A matéria saiu no New York Times na quinta (17), foi publicada na Folha de domingo (20) e deveria cair no Enem e na Fuvest, sempre; deveria ser bibliografia obrigatória do ensino fundamental à pós-graduação, deveria ser colada aos postes, lançada de aviões, viralizada nas redes sociais, impressa em santinhos, guardada na carteira, no bolso ou no sutiã e lida toda vez que a desilusão, o desespero, a melancolia ou mesmo o tédio batesse na porta, batesse na aorta: "Para salvar Stradivarius, uma cidade inteira fica em silêncio"

Antonio Stradivari viveu entre 1644 e 1737 em Cremona, região da Lombardia, norte da Itália, cidadezinha que hoje conta com 72.267 habitantes. Durante algumas décadas dos séculos 17 e 18, Stradivari produziu instrumentos de corda cujos sons quase quatro séculos de conhecimento acumulado não foram capazes de igualar.

[Dados de expressões referenciais baseadas em fotos]
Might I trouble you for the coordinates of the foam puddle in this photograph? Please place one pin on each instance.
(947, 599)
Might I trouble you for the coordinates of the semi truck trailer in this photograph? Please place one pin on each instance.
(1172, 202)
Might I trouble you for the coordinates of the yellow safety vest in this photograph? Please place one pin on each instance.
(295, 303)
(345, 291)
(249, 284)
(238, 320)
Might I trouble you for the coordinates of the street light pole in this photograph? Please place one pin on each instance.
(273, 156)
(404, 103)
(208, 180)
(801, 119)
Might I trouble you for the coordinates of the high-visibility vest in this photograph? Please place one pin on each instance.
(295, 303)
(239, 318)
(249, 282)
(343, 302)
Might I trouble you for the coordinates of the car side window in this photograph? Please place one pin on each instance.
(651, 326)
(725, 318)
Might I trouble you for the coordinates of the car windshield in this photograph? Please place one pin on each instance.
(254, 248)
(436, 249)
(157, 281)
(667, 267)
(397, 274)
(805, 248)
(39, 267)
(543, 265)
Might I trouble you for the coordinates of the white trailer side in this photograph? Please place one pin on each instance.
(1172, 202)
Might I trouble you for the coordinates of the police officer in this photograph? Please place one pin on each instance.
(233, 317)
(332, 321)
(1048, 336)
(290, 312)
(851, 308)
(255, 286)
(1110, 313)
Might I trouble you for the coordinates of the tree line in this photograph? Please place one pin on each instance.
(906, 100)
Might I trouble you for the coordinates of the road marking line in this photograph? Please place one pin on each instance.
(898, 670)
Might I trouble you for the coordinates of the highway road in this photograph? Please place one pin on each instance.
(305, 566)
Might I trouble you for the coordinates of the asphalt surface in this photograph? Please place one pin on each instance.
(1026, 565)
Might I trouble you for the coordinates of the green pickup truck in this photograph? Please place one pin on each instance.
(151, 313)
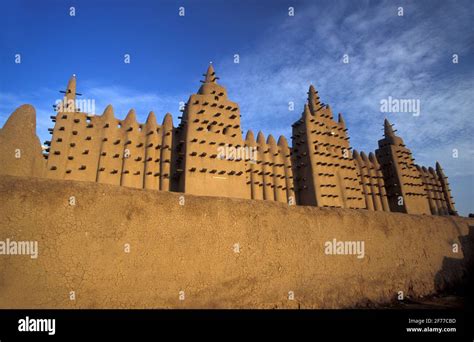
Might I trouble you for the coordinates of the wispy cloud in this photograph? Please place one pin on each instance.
(403, 57)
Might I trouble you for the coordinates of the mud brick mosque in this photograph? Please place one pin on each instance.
(320, 169)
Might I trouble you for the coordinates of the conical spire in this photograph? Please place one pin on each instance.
(355, 154)
(210, 75)
(71, 86)
(108, 114)
(439, 170)
(282, 142)
(341, 121)
(271, 140)
(388, 129)
(131, 117)
(260, 138)
(306, 113)
(313, 99)
(168, 121)
(364, 156)
(249, 138)
(151, 120)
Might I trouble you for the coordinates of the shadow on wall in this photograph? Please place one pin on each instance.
(448, 279)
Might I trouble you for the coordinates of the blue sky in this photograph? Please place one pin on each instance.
(405, 57)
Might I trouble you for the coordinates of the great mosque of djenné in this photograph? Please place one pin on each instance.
(320, 169)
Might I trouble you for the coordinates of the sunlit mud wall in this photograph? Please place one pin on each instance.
(104, 246)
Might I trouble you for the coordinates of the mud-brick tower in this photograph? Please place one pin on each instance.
(403, 181)
(446, 190)
(209, 138)
(325, 172)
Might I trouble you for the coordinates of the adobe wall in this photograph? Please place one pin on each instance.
(190, 248)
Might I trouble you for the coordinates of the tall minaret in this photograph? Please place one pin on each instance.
(446, 190)
(325, 172)
(209, 139)
(403, 181)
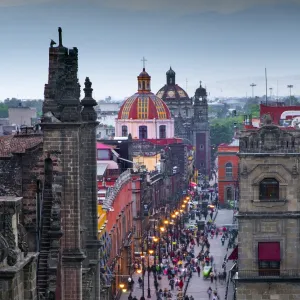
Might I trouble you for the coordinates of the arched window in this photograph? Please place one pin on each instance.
(162, 132)
(269, 189)
(124, 130)
(228, 170)
(143, 134)
(229, 194)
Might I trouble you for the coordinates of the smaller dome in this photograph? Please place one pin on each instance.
(144, 106)
(144, 74)
(170, 72)
(201, 91)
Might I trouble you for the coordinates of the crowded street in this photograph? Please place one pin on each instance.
(184, 276)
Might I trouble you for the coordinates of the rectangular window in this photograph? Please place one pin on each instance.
(103, 154)
(269, 258)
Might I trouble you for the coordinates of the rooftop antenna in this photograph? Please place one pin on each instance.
(266, 86)
(277, 92)
(144, 63)
(60, 37)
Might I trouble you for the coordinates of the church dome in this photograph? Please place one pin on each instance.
(170, 72)
(201, 91)
(172, 91)
(144, 105)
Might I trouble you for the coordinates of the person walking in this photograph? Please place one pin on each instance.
(198, 270)
(171, 283)
(209, 292)
(212, 275)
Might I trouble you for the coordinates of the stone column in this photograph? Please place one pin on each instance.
(30, 281)
(88, 193)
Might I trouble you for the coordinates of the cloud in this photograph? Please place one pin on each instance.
(171, 6)
(192, 6)
(7, 3)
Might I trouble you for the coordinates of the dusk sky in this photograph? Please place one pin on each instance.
(225, 43)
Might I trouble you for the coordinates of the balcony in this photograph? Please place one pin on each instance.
(268, 275)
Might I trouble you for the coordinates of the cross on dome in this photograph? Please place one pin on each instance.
(144, 62)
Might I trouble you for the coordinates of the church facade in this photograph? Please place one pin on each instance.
(191, 119)
(144, 115)
(268, 261)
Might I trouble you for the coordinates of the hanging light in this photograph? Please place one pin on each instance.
(122, 285)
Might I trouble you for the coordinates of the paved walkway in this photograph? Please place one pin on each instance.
(198, 285)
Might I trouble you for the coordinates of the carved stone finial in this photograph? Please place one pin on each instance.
(52, 43)
(267, 119)
(88, 88)
(60, 37)
(295, 171)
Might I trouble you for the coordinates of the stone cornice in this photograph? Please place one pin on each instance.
(260, 215)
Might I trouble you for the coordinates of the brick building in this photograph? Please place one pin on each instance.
(228, 163)
(55, 173)
(268, 218)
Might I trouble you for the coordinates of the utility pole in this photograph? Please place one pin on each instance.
(271, 90)
(252, 86)
(290, 86)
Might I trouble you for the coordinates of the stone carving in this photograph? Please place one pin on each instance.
(12, 257)
(8, 231)
(22, 244)
(87, 281)
(245, 171)
(295, 171)
(268, 227)
(4, 247)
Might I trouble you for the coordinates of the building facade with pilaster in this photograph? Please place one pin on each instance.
(268, 265)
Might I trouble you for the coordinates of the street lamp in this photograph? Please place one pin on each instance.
(143, 273)
(290, 86)
(122, 286)
(149, 292)
(252, 86)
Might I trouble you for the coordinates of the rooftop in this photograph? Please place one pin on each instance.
(19, 143)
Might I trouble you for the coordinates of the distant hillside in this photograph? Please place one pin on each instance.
(14, 102)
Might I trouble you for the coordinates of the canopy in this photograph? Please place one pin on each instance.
(234, 254)
(269, 251)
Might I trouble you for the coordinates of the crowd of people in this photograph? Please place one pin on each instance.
(180, 261)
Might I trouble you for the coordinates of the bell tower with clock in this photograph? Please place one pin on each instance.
(201, 133)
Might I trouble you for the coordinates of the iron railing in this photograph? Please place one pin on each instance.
(268, 274)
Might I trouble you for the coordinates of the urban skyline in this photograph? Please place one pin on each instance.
(218, 44)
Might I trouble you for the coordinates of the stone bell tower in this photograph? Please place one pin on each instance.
(201, 132)
(69, 136)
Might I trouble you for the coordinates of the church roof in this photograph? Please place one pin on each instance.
(141, 106)
(171, 92)
(18, 144)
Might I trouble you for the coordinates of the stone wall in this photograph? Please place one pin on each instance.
(283, 230)
(268, 291)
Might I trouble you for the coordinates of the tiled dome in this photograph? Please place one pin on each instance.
(142, 106)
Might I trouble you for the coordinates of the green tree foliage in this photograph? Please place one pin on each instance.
(14, 102)
(222, 130)
(3, 110)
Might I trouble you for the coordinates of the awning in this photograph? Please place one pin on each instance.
(102, 192)
(234, 254)
(101, 168)
(269, 251)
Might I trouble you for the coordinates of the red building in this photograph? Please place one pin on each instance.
(108, 169)
(118, 203)
(228, 162)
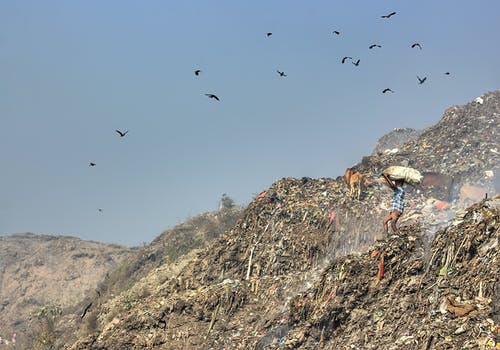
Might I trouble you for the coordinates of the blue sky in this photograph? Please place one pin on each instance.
(74, 71)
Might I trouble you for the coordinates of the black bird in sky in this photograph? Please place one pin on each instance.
(345, 58)
(122, 134)
(212, 96)
(421, 80)
(389, 15)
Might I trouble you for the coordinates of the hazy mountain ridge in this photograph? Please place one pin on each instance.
(41, 270)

◆ **O que fazer**
1. Responda às perguntas abaixo com base no trecho sobre Stradivari.
(a) Em que dia a matéria foi publicada na Folha?
(b) Entre que anos viveu Antonio Stradivari?
(c) Quantos habitantes Cremona tem hoje?
2. Traduza para o inglês esta frase do trecho sobre Stradivari: "Antonio Stradivari viveu entre 1644 e 1737 em Cremona, região da Lombardia, norte da Itália, cidadezinha que hoje conta com 72.267 habitantes."
3. Imprima sem alterações a parte do trecho sobre Stradivari que começa com as palavras "Antonio Stradivari viveu" e termina com "capazes de igualar.".

◆ **Respostas por item**
1.
(a) No domingo (20).
(b) Entre 1644 e 1737.
(c) 72.267 habitantes.

2. Antonio Stradivari lived between 1644 and 1737 in Cremona, in the Lombardy region of northern Italy, a small town that today has 72,267 inhabitants.

3.
Antonio Stradivari viveu entre 1644 e 1737 em Cremona, região da Lombardia, norte da Itália, cidadezinha que hoje conta com 72.267 habitantes. Durante algumas décadas dos séculos 17 e 18, Stradivari produziu instrumentos de corda cujos sons quase quatro séculos de conhecimento acumulado não foram capazes de igualar.